- [Required work]
[A] From the litter box tips, list every place named as a spot where a kitten may be going to the bathroom instead of the box.
[B] Write the next part of the litter box tips, picking up after their final sentence.

- [Given text]
════

Tips for when your cat or kitten wont use a litter box – Part 2

Training a kitten to use a litter box can go as smooth as can be and other times it can be a struggle. Keep in mind that it is generally not the kitten’s fault that it has litter box problems. It is usually human errors that cause bad habits. The problem is that once a cat develops a bad habit, it is tough to break the habit.

STAGE 1: EVALUATION

The first important thing to do is to evaluate the situation. Determine where the kitten is going to the bathroom, because that behavior will need to be dealt with first. It can also provide a clue as to why the kitten is not going in the appropriate place.

1) By a door. This probably means marking territory.

2) Behind furniture or other items. It probably means that the kitten wants more privacy. Either other cats/kittens are using the box or it is in a place that has too much human or pet traffic.

3) Beside the litter box. This can mean that the kitten may be having trouble accessing the box. He knows where it is and to get close to it but he can’t get in. It can also mean that he is missing the box. Kittens will climb in sometimes and then put their bottoms by the edge of the box. Then the excretion ends up outside or on the box. They will do this too if the box is dirty.

════

- [Source data]

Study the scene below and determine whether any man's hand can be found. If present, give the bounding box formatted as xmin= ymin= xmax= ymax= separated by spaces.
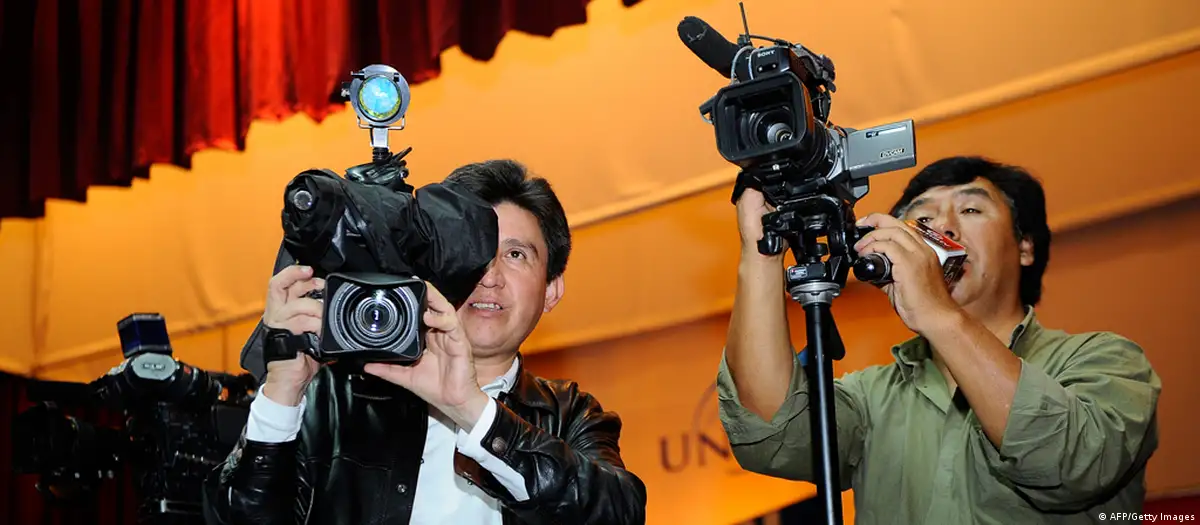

════

- [Results in order]
[A]
- By a door
- Behind furniture or other items
- Beside the litter box

[B]
4) On cloth items. Some will do their duty on rugs, laundry, or bath towels. Some cats have an attraction to rubber backed rugs. I have had to remove all of my rubber backed rugs due to one of my cats. As soon as a rubber backed rug is on the floor, she won’t leave it alone. Going on other items such as laundry and towels means that you have to neaten up.

5) Not burying defecation. This can mean that the cat does not like the litter. Not burying this can lead to going other places too because the litter is unpleasant to them.

6) Not making it to the box. Sometimes when a kitten makes the transition from mother’s milk to real food, it can have digestive issues.

Solutions

1) Keep the litter in a confined area and keep the kitten in this area until it learns to use the box appropriately.

2) Watch the diet of the kitten. It could be what you are feeding the kitten.

3) Reduce the hiding places. Don’t leave boxes sitting around or laundry on the floor. These just promote bad behavior and hiding places. If rugs are a temptation, remove them from the house for awhile to work on better habits.

4) Spay or neuter as soon as the kitten is old enough.

5) Start the litter in a shallow container and work up to a bigger box.

6) If the mother cat is part of the household. Allow the kitten to sniff the litter box after mom used the box. The kitten still believes that the mom is part of them.

7) Try a different litter. Choose one with smaller grains. Don’t buy a big container of litter until you know which type the kitten will like. Don’t keep using a bad litter just because you bought it and don’t want to waste it. It is better to waste the litter than your flooring.

8) Seriously clean the soiled areas. Buy a product specifically for pet accidents. If you don’t really clean up the area, the kitten will continue to return to the spot. Even go as far as putting something to deter the kitten on those spots such as a large box, a piece of furniture or even try aluminum foil.

9. Really keep the litter clean while training. Try to scoop as soon as the pet defecates. The kitten will soon learn that there is always a clean box.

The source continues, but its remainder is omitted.